- Try it: Please retype the stretch of the red flags article from "Tuesday 10 March" through "a 'Near Threatened' species.", keeping every word and punctuation mark unchanged.

- Study text:
--
Red flags don't mean danger!

Tuesday 10 March 2020

Red flags don't mean danger!

Cliff walkers will have noticed red flags dotted around Guernsey's coastal paths over the past couple of years, and here's why...

Although some passers-by have suggested the flags may be in place to warn people of dangerous insects - or even mark them for extermination - the signals are really there to protect a 'Near Threatened' species.

The black-backed meadow ant is native to Europe, but has been rapidly declining in numbers. Guernsey and Jersey are now the only places in the British Isles where they can be found - no nests have been seen on the mainland since the 1980s.

The number of nest sites has also been decreasing in Guernsey though, with a 42% decline in the island's black-backed meadow ant population since the 1990s.


Pictured: Black-backed meadow ants.

An Action Plan was set up to combat the decrease and, since 2018, teams have been marking individual nests along the cliff paths with red flags.

"I volunteered to do a survey in 2017, knowing next to nothing about ants," said Volunteer Surveyor Julie Davis. "Living in the Vale, it gave me a good reason to walk the cliffs. I repeated the survey in 2018 and 2019, and intend to do it for a good few years to come.

"I love doing my bit for Guernsey's wildlife and hope that I can help to turn the tide in the ants' favour. I have learned so much about these social insects, but still have more questions than answers. The cliffs are beautiful whatever the weather, but to be out there on a fine spring day when the gulls are nesting, the fulmars are flying and the ants' nests are heaving, there's no better place to be."

The ants usually nest on south-facing slopes, so they can reach high levels of sunshine. In Guernsey, they have been around along the cliff paths between Pleinmont and Icart, as well as in field banks close to the cliffs. There is also one nest site on the Lihou headland.

pleinmont headlands walk la societe

Pictured: Pleinmont headland.
--
- Dataset:
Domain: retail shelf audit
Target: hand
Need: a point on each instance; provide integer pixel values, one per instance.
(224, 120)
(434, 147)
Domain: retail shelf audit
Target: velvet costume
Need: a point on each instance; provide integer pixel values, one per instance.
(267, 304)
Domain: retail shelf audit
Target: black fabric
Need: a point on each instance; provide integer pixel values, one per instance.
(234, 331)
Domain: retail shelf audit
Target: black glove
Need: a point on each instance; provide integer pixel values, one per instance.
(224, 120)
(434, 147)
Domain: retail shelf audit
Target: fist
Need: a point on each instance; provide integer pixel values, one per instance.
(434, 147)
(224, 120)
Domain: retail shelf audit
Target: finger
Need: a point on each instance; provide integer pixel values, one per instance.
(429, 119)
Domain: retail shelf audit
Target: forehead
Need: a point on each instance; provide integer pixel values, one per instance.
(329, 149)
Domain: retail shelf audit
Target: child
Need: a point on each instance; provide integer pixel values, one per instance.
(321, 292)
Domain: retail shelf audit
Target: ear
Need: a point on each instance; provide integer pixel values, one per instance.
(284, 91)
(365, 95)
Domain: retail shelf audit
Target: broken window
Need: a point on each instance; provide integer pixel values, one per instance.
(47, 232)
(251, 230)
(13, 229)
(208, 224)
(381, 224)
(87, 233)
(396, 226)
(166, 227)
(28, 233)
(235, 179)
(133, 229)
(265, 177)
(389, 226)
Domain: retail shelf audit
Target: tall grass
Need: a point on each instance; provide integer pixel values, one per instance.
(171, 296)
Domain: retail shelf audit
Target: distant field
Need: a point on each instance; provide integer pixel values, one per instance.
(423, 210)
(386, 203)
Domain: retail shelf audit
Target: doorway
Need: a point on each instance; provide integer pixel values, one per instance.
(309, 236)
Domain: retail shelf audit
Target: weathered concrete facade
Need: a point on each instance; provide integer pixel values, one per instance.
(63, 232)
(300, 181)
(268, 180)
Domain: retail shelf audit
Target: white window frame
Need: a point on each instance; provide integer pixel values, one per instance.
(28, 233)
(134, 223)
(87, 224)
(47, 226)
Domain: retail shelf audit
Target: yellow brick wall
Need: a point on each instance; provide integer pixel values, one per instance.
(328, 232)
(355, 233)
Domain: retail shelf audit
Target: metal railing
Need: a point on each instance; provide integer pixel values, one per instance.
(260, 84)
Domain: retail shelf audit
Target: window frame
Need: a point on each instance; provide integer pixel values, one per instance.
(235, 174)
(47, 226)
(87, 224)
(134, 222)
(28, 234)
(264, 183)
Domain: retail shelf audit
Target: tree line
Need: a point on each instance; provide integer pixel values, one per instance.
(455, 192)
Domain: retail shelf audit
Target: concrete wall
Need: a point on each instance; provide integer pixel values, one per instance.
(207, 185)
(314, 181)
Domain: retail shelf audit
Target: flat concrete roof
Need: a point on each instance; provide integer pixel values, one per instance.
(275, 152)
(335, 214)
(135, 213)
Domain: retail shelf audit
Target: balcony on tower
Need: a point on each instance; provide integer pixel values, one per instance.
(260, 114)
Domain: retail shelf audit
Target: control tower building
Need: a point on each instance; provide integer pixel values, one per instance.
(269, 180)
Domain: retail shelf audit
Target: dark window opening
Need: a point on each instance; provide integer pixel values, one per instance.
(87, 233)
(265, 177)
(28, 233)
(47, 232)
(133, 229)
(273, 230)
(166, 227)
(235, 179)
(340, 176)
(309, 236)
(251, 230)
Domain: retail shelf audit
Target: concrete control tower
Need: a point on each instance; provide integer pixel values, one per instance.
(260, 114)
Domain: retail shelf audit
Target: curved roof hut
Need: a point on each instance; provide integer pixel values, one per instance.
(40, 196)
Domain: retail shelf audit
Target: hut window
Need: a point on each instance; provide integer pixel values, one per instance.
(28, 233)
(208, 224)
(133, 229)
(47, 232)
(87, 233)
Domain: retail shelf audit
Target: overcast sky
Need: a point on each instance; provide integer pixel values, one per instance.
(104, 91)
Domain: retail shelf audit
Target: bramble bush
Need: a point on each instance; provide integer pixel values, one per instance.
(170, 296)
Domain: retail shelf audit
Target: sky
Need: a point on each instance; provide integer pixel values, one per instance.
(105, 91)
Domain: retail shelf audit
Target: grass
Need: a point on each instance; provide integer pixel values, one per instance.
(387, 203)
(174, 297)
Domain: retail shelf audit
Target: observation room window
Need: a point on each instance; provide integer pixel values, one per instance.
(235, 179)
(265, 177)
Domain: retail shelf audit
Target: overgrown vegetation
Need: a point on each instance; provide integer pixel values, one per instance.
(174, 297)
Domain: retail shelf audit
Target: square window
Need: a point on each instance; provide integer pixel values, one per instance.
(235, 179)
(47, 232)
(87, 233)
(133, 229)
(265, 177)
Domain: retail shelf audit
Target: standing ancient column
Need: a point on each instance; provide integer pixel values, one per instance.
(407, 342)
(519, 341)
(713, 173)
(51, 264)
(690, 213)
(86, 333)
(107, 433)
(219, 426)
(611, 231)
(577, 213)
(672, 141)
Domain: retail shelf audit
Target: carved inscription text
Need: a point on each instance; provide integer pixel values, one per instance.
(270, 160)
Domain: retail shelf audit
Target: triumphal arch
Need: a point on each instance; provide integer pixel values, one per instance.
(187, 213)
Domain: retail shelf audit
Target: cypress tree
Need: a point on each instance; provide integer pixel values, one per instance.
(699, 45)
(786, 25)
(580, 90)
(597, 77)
--
- Answer box:
Tuesday 10 March 2020

Red flags don't mean danger!

Cliff walkers will have noticed red flags dotted around Guernsey's coastal paths over the past couple of years, and here's why...

Although some passers-by have suggested the flags may be in place to warn people of dangerous insects - or even mark them for extermination - the signals are really there to protect a 'Near Threatened' species.